→ EXERCISE PROMPT: Print each of the following records again, word for word and in the same order.

→ SOURCE RECORDS:

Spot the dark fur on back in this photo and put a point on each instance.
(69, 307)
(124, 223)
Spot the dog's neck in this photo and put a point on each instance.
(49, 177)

→ ANSWER FOR THE TASK:
Spot the dark fur on back in this photo and put a point on each instance.
(69, 307)
(124, 223)
Spot the dog's neck in this photo and put a point on each instance.
(49, 177)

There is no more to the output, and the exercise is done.